§ **Exercise**:
Transcribe the stretch of the excerpt on Wang's comedy career from "Wang was a featured" through "in two episodes.", copying it word for word.

Wang was a featured performer in 2007 at Montreal Comedy Festival. On January 28, 2011, Comedy Central Presents aired his first thirty-minute special broadcast on national television. In January 2011, he won top honors at NBC Universal's Seventh Annual "Stand Up for Diversity" comedy search, including a one-year talent holding deal with that studio. Wang also appeared on Comedy Central's John Oliver's New York Stand-Up Show in 2012.

Wang also appeared on Comedians of Comedy, American Eagle's Campus Comedy Challenge and Comedy Central's Live at Gotham.

He competed in the 2015 season of Last Comic Standing, earning a spot in the top 10 contestants. Wang released an album titled Cornucopias Are Actually Horrible Containers in 2015.

From 2015 to 2018 he worked on ABC sit-com Fresh Off the Boat as a staff writer, story editor, and executive story editor. He appeared as "Hank" in two episodes.

§ **Available data**:
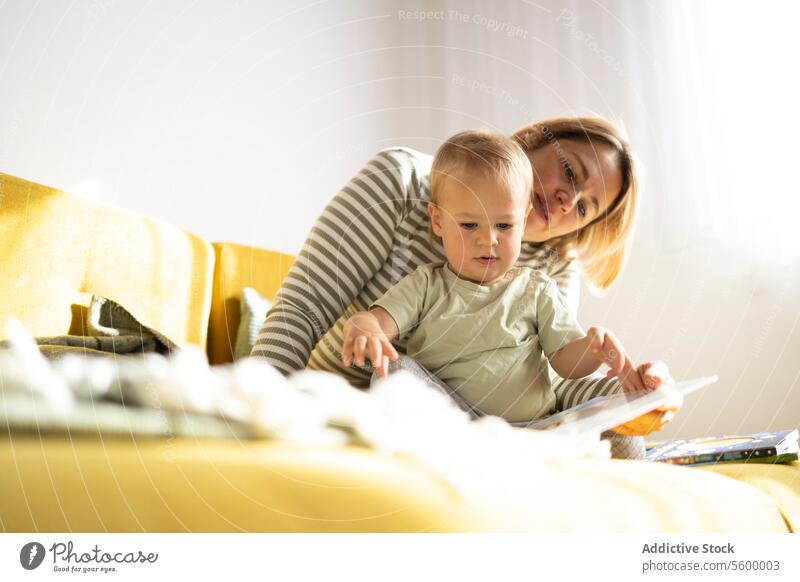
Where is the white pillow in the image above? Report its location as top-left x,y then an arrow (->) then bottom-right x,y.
233,287 -> 272,360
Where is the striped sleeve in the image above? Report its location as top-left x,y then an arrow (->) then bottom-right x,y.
250,150 -> 418,374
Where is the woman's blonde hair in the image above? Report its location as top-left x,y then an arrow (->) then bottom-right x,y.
512,117 -> 639,289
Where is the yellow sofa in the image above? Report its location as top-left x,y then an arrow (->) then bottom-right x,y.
0,174 -> 800,532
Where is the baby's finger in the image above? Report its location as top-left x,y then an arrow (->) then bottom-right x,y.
342,337 -> 353,366
382,339 -> 400,362
368,337 -> 383,369
638,361 -> 673,390
354,335 -> 367,368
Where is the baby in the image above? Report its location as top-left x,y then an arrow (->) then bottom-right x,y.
342,131 -> 644,422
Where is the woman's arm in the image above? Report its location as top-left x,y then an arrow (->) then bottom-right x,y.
251,150 -> 422,374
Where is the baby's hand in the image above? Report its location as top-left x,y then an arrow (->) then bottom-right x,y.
586,327 -> 645,392
342,311 -> 399,378
611,361 -> 683,436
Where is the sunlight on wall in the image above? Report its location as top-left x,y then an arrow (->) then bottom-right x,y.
706,2 -> 800,254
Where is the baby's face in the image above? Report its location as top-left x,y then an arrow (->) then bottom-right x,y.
428,175 -> 531,285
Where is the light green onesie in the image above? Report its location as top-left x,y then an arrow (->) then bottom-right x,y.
373,263 -> 586,422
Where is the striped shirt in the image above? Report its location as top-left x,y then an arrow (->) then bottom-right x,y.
251,148 -> 580,387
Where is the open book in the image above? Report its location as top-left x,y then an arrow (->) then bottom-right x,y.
528,376 -> 717,434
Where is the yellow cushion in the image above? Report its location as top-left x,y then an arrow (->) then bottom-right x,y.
208,243 -> 294,364
700,461 -> 800,532
0,174 -> 214,348
0,436 -> 786,532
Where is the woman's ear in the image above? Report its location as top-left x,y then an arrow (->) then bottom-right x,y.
428,202 -> 442,237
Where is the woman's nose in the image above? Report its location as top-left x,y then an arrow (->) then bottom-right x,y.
556,190 -> 578,214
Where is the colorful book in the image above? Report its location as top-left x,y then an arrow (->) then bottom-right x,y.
528,376 -> 717,434
645,429 -> 800,465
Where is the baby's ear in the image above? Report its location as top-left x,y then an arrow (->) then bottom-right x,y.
428,202 -> 442,237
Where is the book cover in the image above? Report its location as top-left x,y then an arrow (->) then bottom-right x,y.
528,376 -> 717,434
645,429 -> 800,465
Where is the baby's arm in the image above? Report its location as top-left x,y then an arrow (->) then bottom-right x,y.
342,307 -> 400,377
550,327 -> 644,391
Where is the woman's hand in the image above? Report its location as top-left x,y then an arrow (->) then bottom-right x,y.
342,311 -> 399,378
586,327 -> 654,392
611,361 -> 683,436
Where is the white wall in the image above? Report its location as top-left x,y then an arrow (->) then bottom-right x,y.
0,0 -> 800,437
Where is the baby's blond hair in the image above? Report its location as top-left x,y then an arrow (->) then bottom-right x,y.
431,131 -> 533,204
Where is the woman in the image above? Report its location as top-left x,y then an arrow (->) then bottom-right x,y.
251,118 -> 679,458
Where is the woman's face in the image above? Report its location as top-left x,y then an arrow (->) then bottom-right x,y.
523,139 -> 622,242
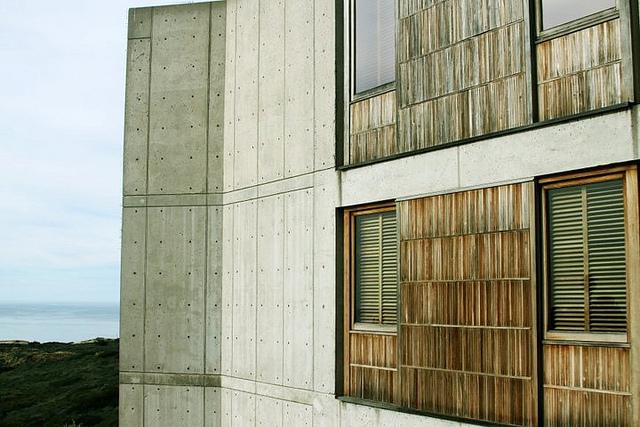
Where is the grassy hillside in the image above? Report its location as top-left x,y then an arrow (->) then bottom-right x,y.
0,339 -> 118,427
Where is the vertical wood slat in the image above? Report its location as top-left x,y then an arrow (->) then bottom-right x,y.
537,19 -> 624,120
544,344 -> 633,426
349,90 -> 398,164
399,183 -> 537,425
397,0 -> 532,152
348,333 -> 399,404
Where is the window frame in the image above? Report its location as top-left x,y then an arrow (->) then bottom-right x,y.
348,0 -> 398,105
343,202 -> 400,336
539,165 -> 638,344
535,0 -> 627,43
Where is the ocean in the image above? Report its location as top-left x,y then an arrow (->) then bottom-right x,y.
0,303 -> 119,342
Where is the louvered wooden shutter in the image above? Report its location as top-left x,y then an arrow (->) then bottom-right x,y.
586,180 -> 627,332
355,212 -> 398,324
548,180 -> 627,332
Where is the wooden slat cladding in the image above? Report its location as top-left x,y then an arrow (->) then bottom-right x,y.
544,344 -> 631,393
349,333 -> 398,369
398,185 -> 530,240
544,344 -> 633,426
401,280 -> 532,328
399,183 -> 537,425
544,389 -> 633,427
399,23 -> 524,108
348,332 -> 399,404
537,19 -> 623,120
400,230 -> 530,283
349,91 -> 398,164
401,368 -> 531,425
397,0 -> 532,152
349,366 -> 399,404
397,74 -> 530,152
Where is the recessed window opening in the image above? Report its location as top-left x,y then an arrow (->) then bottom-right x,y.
541,0 -> 616,30
353,0 -> 396,94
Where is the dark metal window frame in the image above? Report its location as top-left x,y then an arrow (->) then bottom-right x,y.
535,0 -> 627,43
539,166 -> 637,345
344,202 -> 398,335
348,0 -> 398,104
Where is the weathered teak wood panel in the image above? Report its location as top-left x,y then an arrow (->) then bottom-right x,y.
397,0 -> 532,152
349,90 -> 398,164
343,203 -> 400,404
399,183 -> 537,425
541,165 -> 640,427
537,19 -> 623,120
349,332 -> 399,403
544,344 -> 632,426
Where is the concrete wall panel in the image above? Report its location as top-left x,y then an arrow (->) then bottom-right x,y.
220,388 -> 233,427
282,402 -> 313,427
233,0 -> 260,188
233,200 -> 257,379
231,391 -> 256,427
118,384 -> 144,427
284,0 -> 314,177
144,385 -> 204,427
314,1 -> 336,170
123,39 -> 151,195
222,0 -> 238,191
144,207 -> 206,373
313,393 -> 340,427
341,147 -> 459,206
120,208 -> 146,371
204,387 -> 222,427
258,1 -> 285,183
149,3 -> 210,194
313,170 -> 340,393
284,190 -> 313,389
207,2 -> 227,193
257,195 -> 285,384
220,205 -> 235,375
256,396 -> 283,427
205,206 -> 223,374
460,111 -> 638,186
128,7 -> 153,39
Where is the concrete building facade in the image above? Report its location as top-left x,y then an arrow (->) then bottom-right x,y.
120,0 -> 640,427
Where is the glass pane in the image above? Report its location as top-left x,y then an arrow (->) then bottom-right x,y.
354,0 -> 396,93
542,0 -> 616,30
355,211 -> 398,324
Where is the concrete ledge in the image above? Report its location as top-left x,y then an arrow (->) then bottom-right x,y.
120,372 -> 220,387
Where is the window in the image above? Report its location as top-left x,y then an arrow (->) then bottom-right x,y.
544,166 -> 632,341
346,206 -> 398,329
353,0 -> 396,93
541,0 -> 616,30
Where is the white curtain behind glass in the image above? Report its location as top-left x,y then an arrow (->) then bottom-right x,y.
354,0 -> 396,93
542,0 -> 616,30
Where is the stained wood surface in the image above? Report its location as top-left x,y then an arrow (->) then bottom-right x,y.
397,0 -> 531,152
399,183 -> 536,425
544,344 -> 632,426
348,333 -> 399,403
537,19 -> 623,120
349,90 -> 398,164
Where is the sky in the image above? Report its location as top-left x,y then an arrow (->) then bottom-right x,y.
0,0 -> 198,303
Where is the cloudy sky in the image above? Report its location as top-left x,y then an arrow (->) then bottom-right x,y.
0,0 -> 195,302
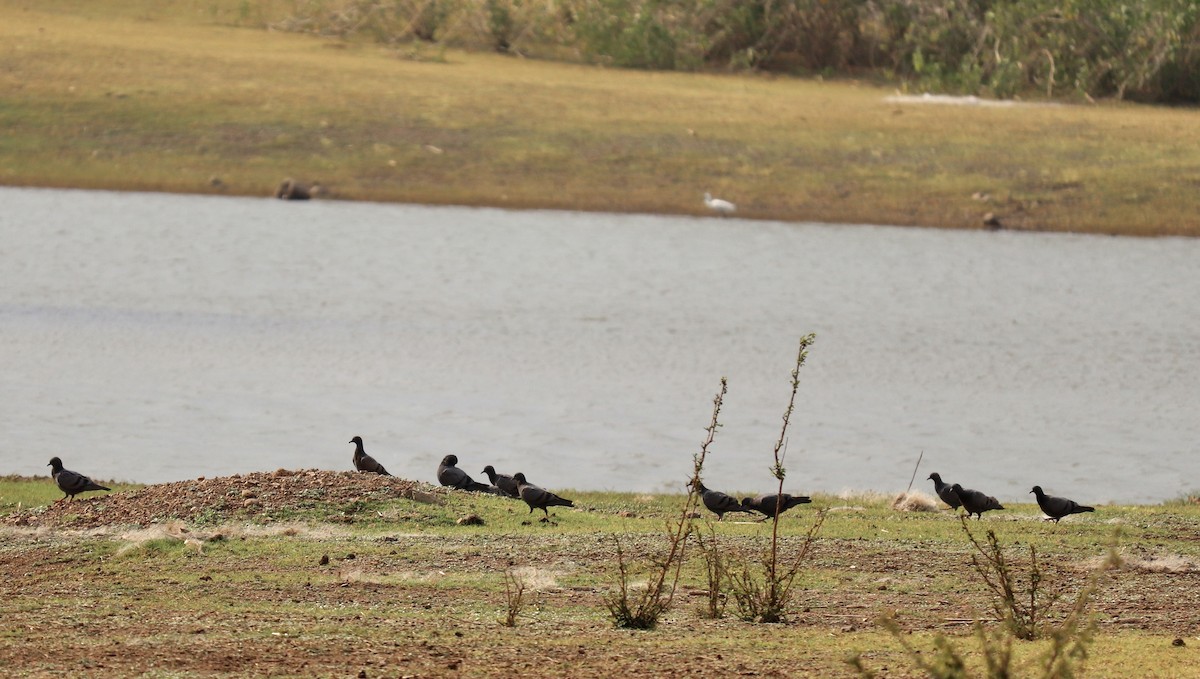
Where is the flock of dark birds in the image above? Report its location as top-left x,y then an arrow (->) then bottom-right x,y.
350,437 -> 575,518
929,471 -> 1096,523
48,437 -> 1096,523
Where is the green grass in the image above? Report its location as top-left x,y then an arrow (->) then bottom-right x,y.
0,477 -> 1200,677
0,473 -> 144,516
7,0 -> 1200,235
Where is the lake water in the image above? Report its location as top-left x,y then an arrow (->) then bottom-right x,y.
0,188 -> 1200,503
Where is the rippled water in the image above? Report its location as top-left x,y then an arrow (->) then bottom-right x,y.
0,188 -> 1200,503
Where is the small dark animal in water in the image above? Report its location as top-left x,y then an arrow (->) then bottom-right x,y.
1030,486 -> 1096,523
47,457 -> 112,503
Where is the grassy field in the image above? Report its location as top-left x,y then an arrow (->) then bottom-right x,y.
0,475 -> 1200,677
0,0 -> 1200,235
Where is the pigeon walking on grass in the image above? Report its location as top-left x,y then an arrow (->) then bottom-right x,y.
950,483 -> 1004,518
742,493 -> 812,517
47,457 -> 112,503
484,464 -> 521,498
696,481 -> 752,521
350,437 -> 391,476
438,455 -> 491,493
929,471 -> 962,509
512,471 -> 575,518
1030,486 -> 1096,523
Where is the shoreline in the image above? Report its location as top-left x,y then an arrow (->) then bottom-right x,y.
7,4 -> 1200,238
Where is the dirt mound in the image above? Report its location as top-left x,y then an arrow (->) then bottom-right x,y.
2,469 -> 439,528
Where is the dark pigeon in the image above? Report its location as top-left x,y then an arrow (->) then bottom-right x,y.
950,483 -> 1004,518
350,437 -> 391,476
484,464 -> 521,498
438,455 -> 491,493
696,481 -> 754,521
929,471 -> 962,509
47,457 -> 112,503
512,471 -> 575,518
742,493 -> 812,517
1030,486 -> 1096,523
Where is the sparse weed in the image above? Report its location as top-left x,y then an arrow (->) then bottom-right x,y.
500,570 -> 526,627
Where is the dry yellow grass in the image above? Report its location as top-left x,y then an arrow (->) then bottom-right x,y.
0,0 -> 1200,235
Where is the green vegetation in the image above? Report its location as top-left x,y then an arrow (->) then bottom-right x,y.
0,470 -> 144,516
0,0 -> 1200,235
248,0 -> 1200,102
0,479 -> 1200,677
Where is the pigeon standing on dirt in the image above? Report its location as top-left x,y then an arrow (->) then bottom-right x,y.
512,471 -> 575,518
696,481 -> 752,521
350,437 -> 391,476
484,464 -> 521,498
47,457 -> 112,503
1030,486 -> 1096,523
929,471 -> 962,509
742,493 -> 812,517
438,455 -> 491,493
950,483 -> 1004,518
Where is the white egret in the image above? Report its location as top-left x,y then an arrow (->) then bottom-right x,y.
704,191 -> 738,215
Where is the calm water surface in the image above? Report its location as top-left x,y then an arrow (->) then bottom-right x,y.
0,188 -> 1200,503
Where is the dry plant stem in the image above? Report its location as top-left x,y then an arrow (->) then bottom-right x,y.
959,516 -> 1058,639
696,530 -> 726,620
904,451 -> 925,495
767,332 -> 817,619
608,378 -> 727,629
504,571 -> 526,627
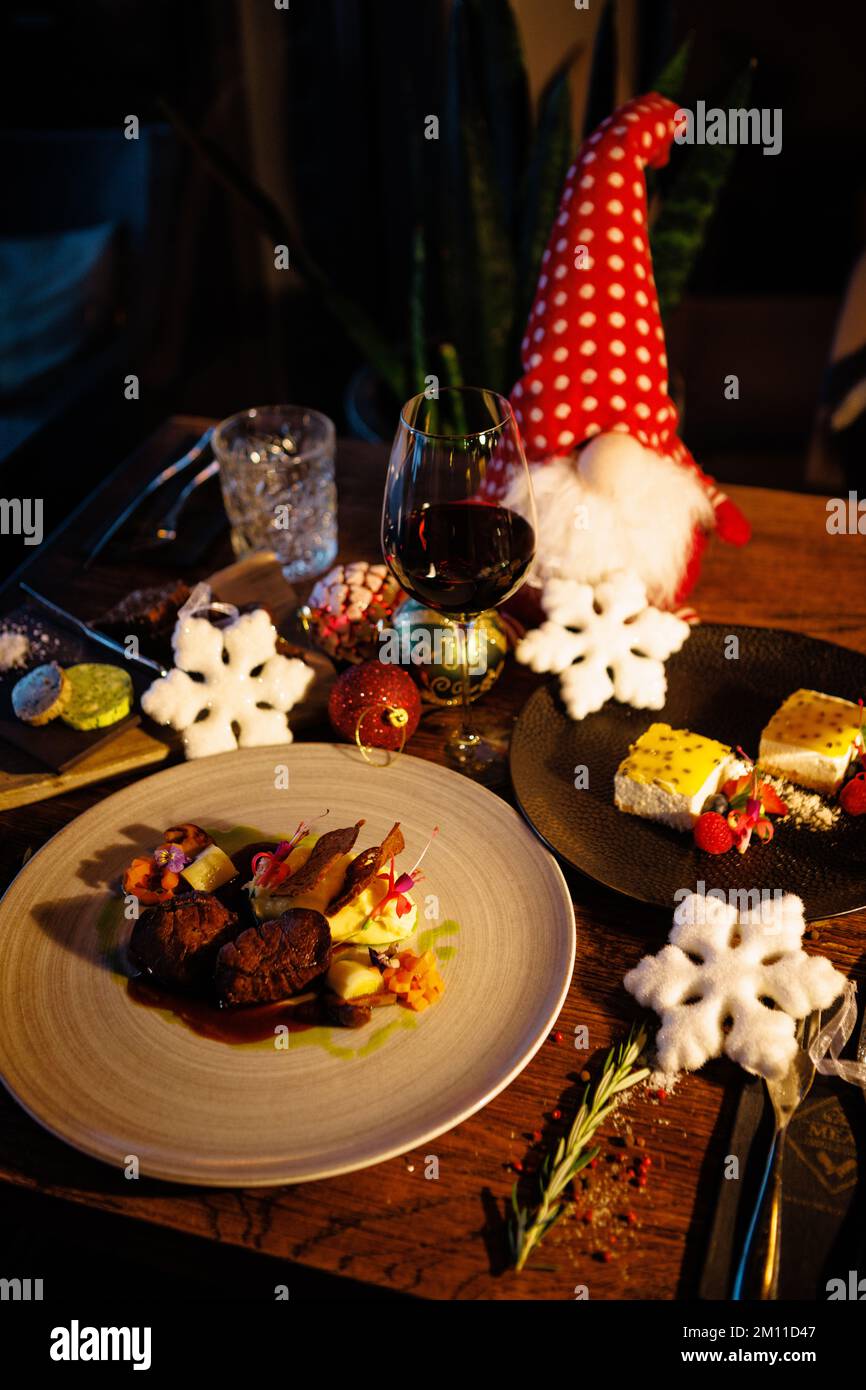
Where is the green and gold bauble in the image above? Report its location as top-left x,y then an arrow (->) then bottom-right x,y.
379,599 -> 509,705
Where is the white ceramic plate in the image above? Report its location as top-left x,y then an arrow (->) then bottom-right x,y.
0,744 -> 574,1187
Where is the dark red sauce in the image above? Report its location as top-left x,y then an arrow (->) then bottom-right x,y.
126,974 -> 321,1043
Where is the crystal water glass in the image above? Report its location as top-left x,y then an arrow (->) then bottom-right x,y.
213,406 -> 336,581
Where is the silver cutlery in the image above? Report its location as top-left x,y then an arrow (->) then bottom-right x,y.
85,425 -> 215,570
18,580 -> 168,676
731,1011 -> 822,1302
132,459 -> 220,550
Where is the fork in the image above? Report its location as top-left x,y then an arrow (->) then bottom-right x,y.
731,1009 -> 817,1302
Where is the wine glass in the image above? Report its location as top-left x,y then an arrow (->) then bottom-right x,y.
382,386 -> 535,780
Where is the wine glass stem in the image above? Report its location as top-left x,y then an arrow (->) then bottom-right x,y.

§ **Your response**:
Wang was a featured performer in 2007 at Montreal Comedy Festival. On January 28, 2011, Comedy Central Presents aired his first thirty-minute special broadcast on national television. In January 2011, he won top honors at NBC Universal's Seventh Annual "Stand Up for Diversity" comedy search, including a one-year talent holding deal with that studio. Wang also appeared on Comedy Central's John Oliver's New York Stand-Up Show in 2012.

Wang also appeared on Comedians of Comedy, American Eagle's Campus Comedy Challenge and Comedy Central's Live at Gotham.

He competed in the 2015 season of Last Comic Standing, earning a spot in the top 10 contestants. Wang released an album titled Cornucopias Are Actually Horrible Containers in 2015.

From 2015 to 2018 he worked on ABC sit-com Fresh Off the Boat as a staff writer, story editor, and executive story editor. He appeared as "Hank" in two episodes.